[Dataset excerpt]
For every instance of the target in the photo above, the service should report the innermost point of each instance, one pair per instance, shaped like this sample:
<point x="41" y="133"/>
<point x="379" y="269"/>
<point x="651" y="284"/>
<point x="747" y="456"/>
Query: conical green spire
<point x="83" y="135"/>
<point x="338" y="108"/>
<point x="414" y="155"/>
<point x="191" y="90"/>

- _EXERCISE BRIEF_
Format the data above as a Markdown table with the columns Row and Line, giving each nonblank line its own numbered row.

- _CORRECT RESPONSE_
| Row | Line |
|---|---|
| 1 | For every instance of the target in the photo above, the service should report the innermost point of each instance, one pair per instance, shaped like this sample: |
| 2 | <point x="41" y="133"/> |
| 3 | <point x="379" y="269"/> |
| 4 | <point x="651" y="284"/> |
| 5 | <point x="747" y="456"/> |
| 6 | Query: conical green spire |
| 7 | <point x="83" y="135"/> |
| 8 | <point x="338" y="108"/> |
| 9 | <point x="414" y="155"/> |
| 10 | <point x="191" y="90"/> |